● **What this task involves**
Locate each line in the rows below that contains the word "water" and copy every such line in full.
□ □ □ □
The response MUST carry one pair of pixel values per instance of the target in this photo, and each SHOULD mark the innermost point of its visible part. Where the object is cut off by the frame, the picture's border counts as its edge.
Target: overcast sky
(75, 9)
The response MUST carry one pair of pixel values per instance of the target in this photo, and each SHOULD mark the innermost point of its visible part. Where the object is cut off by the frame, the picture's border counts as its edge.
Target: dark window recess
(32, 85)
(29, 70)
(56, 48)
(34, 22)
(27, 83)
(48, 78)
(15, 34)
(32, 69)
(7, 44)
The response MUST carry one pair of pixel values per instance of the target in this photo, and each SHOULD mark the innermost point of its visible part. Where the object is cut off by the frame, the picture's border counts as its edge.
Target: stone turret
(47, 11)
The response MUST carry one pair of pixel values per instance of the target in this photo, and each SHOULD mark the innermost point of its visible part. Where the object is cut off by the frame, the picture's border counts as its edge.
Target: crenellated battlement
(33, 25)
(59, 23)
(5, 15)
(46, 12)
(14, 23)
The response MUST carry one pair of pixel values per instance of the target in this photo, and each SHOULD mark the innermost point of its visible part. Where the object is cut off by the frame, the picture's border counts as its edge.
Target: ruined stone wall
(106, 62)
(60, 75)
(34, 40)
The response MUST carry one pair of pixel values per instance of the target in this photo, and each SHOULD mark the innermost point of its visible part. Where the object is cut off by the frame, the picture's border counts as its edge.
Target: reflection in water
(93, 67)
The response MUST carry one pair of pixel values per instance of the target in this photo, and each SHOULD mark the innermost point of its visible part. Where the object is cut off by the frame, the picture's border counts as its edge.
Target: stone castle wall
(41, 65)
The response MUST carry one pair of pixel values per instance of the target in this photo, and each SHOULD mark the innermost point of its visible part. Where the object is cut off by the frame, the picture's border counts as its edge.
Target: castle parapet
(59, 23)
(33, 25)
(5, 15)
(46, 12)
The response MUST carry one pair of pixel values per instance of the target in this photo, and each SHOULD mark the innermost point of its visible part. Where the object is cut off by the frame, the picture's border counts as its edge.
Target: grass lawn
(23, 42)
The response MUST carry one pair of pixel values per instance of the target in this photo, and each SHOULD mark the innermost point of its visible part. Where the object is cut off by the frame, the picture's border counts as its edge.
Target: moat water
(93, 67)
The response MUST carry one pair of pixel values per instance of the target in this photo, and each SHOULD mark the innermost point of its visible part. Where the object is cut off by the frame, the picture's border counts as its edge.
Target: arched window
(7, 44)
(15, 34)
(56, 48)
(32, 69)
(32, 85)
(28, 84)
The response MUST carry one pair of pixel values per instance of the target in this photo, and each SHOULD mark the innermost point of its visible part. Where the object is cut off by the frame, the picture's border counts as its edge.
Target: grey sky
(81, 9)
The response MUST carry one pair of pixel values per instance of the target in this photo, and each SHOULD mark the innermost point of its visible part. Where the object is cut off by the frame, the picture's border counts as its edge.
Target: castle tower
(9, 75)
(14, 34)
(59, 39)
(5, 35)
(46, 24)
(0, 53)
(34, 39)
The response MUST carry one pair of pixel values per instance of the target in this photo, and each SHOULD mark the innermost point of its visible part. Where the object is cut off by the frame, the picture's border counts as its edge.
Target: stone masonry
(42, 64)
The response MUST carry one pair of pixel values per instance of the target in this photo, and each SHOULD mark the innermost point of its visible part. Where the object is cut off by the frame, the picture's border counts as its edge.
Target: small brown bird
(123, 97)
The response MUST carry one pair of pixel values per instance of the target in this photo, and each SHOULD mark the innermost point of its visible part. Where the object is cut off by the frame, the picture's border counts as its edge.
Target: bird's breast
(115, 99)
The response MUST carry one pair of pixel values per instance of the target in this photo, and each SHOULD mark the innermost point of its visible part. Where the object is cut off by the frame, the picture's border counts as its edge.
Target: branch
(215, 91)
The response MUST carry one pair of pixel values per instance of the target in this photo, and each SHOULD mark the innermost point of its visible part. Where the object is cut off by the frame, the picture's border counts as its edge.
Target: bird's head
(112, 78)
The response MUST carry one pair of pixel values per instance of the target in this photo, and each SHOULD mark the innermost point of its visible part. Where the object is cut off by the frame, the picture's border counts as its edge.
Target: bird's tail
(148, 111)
□ □ □ □
● **Right answer**
Target: reflection in water
Target: moat water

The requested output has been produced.